- _JOUW OPDRACHT_: Kun je de regels vanaf de regel met "The service SHOULD place a point on the stone" tot en met de regel met "Query: stone wall" ongewijzigd teruggeven, en alleen die?

···

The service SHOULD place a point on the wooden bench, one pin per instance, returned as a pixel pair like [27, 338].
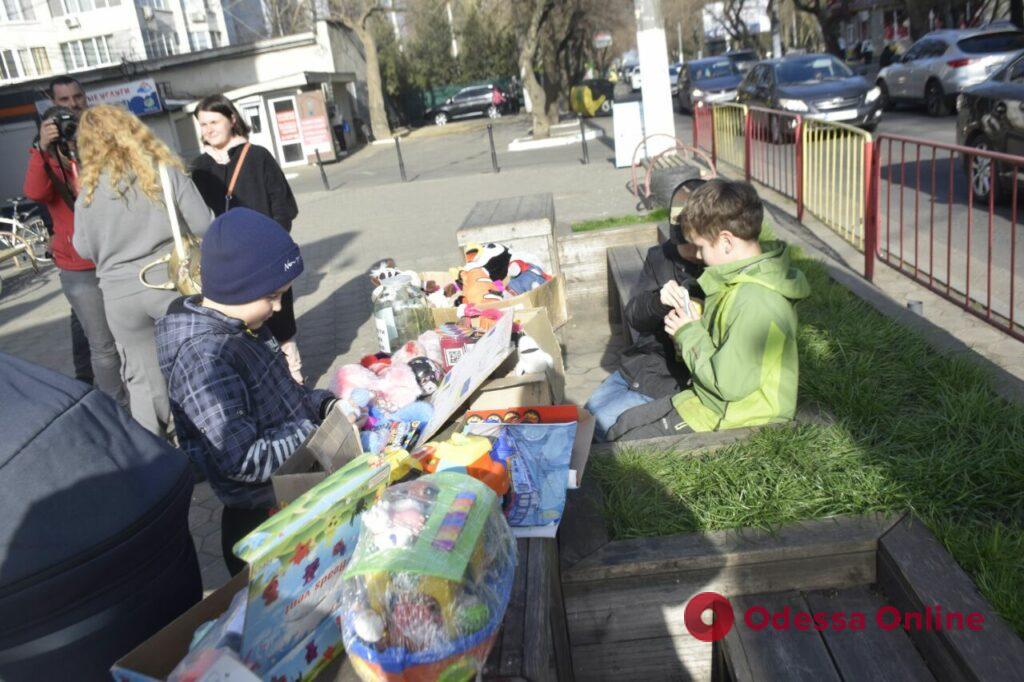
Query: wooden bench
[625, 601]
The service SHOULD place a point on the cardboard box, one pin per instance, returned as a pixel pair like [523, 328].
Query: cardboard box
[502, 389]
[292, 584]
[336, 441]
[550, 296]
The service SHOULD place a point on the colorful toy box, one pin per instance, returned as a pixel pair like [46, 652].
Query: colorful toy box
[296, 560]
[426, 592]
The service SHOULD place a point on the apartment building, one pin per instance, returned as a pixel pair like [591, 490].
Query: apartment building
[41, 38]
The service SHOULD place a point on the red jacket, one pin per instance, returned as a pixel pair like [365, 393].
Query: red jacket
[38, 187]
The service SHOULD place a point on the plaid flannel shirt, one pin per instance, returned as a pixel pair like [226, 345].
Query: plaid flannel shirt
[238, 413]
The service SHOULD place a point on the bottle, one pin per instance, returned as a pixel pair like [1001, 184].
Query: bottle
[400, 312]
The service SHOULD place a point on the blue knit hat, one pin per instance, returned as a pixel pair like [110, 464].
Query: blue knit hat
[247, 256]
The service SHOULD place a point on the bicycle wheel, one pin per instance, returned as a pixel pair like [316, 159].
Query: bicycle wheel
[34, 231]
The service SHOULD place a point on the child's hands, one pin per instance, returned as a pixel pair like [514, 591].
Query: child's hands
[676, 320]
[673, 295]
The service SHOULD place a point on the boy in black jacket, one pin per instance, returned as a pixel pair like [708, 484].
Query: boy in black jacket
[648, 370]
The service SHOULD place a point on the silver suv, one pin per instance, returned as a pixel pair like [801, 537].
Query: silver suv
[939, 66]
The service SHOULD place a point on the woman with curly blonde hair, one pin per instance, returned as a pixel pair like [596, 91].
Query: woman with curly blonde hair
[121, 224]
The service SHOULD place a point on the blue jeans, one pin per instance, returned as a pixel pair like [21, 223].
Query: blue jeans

···

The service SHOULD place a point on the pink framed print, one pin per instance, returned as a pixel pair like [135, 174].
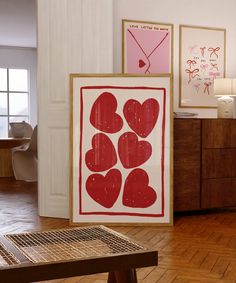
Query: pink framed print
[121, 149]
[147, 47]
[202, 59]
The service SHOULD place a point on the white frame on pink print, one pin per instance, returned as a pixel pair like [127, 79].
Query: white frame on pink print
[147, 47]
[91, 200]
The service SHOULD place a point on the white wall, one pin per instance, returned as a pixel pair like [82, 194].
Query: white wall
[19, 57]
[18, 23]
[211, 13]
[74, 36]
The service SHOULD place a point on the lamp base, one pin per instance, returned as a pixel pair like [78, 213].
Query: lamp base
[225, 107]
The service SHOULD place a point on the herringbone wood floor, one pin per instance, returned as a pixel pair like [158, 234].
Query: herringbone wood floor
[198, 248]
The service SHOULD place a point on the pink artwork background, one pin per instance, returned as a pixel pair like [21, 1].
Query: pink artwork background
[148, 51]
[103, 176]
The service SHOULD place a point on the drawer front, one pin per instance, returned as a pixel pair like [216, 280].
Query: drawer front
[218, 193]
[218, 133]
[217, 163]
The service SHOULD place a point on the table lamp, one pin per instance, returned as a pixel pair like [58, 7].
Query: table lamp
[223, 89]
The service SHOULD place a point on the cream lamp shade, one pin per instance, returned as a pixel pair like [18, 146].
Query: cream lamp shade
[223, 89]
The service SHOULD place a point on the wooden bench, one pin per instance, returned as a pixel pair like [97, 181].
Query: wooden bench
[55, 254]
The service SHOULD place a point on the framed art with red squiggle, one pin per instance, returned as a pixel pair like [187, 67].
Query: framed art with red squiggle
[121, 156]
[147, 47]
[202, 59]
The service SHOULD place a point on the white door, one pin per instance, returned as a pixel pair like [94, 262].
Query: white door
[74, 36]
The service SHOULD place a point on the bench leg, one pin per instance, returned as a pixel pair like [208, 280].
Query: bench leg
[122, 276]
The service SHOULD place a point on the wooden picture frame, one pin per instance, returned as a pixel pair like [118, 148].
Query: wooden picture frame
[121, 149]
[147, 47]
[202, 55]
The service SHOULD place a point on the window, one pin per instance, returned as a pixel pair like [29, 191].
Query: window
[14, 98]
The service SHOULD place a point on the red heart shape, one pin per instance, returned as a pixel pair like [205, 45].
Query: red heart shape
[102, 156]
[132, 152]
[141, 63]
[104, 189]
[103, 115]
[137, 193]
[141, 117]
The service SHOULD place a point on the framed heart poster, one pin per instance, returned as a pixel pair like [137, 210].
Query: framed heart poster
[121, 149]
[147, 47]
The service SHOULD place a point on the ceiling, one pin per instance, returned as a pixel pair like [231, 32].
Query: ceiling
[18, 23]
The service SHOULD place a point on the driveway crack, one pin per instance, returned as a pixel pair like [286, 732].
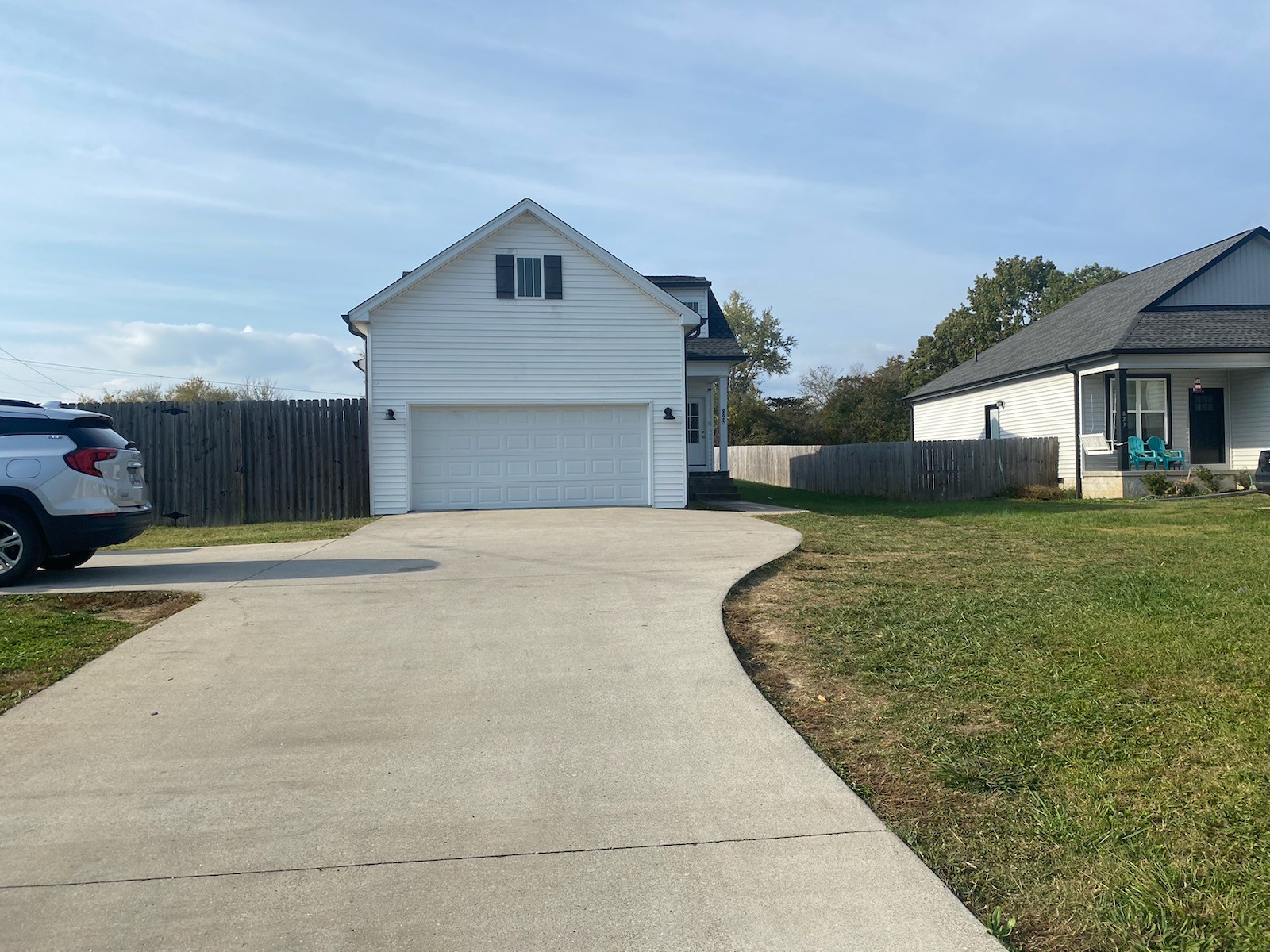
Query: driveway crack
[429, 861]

···

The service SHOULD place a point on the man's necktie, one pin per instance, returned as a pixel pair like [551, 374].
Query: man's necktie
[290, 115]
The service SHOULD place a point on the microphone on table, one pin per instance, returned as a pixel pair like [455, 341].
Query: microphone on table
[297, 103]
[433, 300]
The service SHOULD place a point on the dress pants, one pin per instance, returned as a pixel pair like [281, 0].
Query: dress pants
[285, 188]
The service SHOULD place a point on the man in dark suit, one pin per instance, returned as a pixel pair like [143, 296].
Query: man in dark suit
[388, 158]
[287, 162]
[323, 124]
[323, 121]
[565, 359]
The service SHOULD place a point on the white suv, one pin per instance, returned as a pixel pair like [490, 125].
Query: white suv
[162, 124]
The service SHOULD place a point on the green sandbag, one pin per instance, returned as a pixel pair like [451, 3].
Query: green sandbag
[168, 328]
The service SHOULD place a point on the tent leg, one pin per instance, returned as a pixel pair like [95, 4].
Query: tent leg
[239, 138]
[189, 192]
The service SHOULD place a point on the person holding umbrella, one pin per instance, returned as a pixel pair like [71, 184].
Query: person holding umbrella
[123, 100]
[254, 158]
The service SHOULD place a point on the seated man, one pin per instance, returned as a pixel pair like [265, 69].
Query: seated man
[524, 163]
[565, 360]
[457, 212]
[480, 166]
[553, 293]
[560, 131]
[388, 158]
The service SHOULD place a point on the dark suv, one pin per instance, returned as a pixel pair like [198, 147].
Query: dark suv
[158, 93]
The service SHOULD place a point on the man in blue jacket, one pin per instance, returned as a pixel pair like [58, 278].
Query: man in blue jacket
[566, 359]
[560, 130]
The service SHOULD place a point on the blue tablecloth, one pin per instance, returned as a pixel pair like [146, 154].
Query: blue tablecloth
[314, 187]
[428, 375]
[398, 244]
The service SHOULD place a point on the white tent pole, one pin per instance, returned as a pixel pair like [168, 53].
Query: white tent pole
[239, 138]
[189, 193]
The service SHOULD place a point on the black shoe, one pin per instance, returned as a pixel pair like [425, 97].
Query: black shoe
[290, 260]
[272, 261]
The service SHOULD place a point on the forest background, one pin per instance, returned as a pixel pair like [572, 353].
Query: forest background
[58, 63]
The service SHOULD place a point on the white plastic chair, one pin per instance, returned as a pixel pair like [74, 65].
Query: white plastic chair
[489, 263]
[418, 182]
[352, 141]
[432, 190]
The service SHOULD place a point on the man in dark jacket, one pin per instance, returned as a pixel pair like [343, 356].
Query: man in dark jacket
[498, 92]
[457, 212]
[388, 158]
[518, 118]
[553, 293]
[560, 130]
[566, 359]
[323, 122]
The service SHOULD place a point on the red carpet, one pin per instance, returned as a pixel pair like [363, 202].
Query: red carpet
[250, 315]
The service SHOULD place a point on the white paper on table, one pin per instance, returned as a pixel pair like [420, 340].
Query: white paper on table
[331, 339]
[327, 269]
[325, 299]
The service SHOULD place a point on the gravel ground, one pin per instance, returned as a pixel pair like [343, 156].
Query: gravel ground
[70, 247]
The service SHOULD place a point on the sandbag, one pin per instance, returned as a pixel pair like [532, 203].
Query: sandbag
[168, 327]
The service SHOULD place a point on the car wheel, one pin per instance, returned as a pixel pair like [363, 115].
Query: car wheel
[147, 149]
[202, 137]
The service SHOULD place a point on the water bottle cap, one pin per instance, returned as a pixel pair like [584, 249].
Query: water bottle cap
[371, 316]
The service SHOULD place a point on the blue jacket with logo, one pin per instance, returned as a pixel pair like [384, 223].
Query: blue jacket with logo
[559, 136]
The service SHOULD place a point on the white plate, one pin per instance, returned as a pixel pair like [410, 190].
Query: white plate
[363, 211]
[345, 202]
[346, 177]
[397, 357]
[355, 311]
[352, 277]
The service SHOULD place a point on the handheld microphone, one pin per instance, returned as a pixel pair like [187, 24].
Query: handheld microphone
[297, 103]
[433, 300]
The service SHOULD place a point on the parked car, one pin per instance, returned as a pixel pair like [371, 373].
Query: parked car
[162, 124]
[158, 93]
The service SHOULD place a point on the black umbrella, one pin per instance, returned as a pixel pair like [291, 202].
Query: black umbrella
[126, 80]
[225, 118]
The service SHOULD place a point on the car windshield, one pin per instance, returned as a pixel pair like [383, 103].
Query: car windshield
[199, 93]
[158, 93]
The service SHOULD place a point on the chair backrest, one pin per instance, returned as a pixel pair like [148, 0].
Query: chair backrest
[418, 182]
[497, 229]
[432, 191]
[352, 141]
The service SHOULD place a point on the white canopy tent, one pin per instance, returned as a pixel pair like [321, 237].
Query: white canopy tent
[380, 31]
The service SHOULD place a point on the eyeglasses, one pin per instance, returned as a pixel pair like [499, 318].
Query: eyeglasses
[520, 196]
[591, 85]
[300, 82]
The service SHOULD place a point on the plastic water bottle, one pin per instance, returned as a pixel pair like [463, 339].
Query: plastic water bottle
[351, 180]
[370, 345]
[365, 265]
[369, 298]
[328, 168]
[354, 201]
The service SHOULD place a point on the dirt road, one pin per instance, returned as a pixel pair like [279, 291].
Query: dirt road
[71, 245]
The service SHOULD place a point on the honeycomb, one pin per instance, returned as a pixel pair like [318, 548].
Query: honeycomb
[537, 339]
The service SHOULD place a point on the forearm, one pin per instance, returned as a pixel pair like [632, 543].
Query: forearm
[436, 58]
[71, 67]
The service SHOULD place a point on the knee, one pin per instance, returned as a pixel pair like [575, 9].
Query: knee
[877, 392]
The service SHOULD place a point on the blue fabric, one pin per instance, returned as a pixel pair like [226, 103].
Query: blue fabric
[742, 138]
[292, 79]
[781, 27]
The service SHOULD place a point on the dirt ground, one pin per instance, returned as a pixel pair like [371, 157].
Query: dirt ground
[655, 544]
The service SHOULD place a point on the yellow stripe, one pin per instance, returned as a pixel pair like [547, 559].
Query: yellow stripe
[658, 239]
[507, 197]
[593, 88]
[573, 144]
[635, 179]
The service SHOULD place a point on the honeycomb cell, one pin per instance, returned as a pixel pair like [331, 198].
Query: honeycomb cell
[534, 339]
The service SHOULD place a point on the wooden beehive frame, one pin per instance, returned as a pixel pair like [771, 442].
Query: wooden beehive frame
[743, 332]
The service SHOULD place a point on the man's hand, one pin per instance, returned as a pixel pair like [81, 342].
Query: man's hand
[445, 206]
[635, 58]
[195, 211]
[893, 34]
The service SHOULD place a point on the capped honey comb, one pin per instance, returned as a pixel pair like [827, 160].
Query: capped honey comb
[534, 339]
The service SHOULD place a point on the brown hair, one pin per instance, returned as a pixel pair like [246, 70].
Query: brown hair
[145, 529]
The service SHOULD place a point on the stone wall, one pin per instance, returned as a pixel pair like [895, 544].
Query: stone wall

···

- _ANTWOORD_:
The service SHOULD place a point on the stone wall, one pin per instance, returned as a pixel pair like [895, 544].
Query: stone wall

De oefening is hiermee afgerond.